⟨

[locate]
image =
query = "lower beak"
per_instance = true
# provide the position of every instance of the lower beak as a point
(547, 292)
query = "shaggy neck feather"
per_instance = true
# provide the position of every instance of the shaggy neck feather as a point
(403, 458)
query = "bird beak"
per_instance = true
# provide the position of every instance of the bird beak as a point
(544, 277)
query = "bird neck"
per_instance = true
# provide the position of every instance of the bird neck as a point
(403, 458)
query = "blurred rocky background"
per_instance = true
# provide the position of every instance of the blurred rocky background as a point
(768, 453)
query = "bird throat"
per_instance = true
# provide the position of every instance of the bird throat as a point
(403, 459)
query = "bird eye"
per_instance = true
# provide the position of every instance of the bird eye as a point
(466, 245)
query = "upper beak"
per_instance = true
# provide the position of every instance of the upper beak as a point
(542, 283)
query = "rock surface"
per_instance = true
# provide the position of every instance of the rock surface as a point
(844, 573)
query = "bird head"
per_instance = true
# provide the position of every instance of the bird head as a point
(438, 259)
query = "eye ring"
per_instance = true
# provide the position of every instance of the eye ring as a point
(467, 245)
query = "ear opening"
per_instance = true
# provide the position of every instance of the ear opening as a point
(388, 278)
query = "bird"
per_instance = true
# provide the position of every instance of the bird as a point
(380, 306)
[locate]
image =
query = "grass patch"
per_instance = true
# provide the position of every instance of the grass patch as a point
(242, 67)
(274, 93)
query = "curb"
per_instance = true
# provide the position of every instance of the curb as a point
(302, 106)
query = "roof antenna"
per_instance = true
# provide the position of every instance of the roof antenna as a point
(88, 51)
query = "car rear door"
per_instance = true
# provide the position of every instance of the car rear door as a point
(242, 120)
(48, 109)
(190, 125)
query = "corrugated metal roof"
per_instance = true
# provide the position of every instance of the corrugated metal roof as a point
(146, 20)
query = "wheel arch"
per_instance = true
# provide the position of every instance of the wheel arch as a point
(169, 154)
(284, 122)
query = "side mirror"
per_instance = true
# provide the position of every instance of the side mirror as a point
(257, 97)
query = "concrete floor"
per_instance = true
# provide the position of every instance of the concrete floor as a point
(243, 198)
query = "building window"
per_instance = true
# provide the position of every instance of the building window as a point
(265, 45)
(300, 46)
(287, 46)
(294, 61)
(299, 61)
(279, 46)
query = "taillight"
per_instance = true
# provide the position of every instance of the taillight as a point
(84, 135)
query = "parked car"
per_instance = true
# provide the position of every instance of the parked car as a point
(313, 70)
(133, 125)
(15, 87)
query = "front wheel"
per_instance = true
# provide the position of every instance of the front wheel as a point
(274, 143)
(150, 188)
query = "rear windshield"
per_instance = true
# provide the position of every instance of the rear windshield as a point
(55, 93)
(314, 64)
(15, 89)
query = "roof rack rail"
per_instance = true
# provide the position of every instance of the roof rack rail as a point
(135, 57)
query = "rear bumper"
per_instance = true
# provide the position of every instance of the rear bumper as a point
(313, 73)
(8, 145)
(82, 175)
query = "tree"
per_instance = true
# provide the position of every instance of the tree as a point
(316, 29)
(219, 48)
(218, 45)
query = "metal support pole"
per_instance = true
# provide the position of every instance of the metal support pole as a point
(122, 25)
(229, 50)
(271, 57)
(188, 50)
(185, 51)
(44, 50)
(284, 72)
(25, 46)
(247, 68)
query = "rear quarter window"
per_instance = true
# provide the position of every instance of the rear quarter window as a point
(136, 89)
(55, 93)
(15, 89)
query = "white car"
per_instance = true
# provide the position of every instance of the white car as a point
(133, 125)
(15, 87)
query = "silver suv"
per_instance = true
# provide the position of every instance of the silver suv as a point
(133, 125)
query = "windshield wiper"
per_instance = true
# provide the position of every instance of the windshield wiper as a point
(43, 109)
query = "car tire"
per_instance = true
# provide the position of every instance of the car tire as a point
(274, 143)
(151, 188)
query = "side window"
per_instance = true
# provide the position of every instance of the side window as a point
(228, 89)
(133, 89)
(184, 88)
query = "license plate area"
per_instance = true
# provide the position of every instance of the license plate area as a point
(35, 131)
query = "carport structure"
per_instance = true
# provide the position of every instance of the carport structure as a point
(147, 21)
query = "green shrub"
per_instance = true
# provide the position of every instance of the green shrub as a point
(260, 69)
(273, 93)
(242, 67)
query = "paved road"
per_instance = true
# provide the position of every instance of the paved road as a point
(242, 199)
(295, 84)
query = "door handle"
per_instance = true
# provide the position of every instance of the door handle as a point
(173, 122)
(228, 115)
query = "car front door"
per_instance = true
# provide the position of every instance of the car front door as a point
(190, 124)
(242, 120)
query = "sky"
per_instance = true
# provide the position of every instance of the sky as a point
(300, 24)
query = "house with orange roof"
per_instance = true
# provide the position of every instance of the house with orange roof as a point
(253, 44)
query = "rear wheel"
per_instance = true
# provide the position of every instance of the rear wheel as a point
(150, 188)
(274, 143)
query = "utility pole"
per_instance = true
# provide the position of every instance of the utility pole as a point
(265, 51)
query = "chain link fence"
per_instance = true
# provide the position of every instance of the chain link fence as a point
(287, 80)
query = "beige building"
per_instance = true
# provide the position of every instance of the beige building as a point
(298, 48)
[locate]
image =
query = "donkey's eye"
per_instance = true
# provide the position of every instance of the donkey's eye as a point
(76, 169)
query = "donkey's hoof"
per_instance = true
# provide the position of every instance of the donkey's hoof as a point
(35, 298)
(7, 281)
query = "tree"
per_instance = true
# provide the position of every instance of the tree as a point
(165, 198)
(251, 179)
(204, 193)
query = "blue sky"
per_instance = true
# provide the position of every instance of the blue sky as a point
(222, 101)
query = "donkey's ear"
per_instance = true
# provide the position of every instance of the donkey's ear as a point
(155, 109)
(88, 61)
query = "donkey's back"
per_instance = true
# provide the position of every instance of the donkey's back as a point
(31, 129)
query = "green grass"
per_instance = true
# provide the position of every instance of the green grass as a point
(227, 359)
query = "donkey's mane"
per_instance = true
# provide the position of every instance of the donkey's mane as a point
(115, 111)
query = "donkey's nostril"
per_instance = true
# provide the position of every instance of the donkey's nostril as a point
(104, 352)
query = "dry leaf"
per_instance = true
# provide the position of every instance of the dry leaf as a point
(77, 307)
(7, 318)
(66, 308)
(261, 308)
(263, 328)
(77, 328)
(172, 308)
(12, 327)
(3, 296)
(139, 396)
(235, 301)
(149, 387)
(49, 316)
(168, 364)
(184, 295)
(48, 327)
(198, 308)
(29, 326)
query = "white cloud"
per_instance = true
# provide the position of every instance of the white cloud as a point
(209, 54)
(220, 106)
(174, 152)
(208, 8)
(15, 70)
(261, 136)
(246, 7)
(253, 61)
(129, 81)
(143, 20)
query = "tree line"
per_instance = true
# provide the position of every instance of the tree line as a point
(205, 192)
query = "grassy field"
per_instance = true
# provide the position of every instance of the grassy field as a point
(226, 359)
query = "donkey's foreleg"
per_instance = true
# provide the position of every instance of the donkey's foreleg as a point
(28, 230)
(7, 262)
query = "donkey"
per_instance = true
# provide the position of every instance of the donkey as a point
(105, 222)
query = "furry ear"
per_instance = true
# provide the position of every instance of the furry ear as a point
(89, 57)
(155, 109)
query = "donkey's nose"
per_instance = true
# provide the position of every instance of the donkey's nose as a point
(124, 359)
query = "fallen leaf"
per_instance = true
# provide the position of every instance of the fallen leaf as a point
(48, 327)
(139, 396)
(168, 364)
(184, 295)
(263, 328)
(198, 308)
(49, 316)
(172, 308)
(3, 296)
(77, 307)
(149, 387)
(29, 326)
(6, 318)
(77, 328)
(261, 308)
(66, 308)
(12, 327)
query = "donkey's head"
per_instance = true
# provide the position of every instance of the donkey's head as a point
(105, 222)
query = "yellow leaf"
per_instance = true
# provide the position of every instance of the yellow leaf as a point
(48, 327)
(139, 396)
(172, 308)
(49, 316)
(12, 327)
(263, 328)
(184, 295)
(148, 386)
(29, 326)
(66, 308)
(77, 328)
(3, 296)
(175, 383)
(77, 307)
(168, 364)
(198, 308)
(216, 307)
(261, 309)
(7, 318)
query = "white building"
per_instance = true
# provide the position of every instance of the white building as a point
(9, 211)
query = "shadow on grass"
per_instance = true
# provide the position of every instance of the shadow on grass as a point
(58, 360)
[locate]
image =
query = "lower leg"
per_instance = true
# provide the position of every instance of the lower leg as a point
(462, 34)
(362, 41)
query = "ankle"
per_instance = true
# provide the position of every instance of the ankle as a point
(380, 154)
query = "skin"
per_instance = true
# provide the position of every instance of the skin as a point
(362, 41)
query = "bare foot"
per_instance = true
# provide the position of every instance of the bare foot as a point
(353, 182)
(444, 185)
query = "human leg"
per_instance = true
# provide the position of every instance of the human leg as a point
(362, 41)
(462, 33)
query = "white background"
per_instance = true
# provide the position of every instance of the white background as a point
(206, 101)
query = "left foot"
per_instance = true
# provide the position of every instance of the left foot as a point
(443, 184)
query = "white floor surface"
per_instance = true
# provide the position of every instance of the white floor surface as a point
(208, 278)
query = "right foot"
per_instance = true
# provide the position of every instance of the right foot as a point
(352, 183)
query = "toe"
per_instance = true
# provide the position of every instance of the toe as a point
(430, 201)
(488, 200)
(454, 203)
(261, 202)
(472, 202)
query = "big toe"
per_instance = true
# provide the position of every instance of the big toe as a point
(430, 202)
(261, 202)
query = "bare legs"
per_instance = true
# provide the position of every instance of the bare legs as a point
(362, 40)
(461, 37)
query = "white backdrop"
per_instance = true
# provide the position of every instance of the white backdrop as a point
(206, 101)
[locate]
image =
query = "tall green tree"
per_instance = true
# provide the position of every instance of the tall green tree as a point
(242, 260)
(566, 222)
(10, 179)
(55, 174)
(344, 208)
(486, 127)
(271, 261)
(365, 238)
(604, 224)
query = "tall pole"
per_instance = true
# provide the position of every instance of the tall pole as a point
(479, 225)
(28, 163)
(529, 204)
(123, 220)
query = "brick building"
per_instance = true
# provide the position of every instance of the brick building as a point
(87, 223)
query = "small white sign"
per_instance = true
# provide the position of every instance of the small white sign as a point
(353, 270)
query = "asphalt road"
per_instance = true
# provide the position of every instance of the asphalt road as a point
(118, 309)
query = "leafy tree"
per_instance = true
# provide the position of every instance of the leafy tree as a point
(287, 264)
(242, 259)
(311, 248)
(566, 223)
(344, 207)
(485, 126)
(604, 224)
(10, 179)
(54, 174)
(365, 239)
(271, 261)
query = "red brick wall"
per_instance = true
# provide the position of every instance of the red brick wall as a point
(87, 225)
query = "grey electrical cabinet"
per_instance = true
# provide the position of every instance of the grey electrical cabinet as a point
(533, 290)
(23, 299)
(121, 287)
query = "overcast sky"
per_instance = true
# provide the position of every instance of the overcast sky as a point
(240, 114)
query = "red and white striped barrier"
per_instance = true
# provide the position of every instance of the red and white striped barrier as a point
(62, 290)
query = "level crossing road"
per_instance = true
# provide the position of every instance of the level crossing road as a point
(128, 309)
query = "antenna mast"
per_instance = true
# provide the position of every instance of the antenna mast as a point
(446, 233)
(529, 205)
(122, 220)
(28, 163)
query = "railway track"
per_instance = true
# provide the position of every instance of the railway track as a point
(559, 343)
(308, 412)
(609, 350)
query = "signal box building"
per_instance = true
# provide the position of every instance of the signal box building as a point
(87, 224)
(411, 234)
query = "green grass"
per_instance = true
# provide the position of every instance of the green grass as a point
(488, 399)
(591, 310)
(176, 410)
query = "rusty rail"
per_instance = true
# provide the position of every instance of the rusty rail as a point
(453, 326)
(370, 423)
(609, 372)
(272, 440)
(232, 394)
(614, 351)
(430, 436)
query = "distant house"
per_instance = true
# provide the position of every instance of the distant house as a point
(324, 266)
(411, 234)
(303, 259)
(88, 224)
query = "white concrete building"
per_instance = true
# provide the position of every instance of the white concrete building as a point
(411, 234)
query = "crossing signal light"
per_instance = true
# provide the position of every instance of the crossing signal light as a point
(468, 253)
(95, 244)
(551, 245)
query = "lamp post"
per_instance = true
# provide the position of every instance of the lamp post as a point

⟩

Exercise objective
Pick out every line in the material above that contains the string "head", with case counting, and copy each of those lines.

Correct answer
query = "bird head"
# provide the position of every instance of the bird head as a point
query = "donkey's head"
# provide the position of every instance of the donkey's head as a point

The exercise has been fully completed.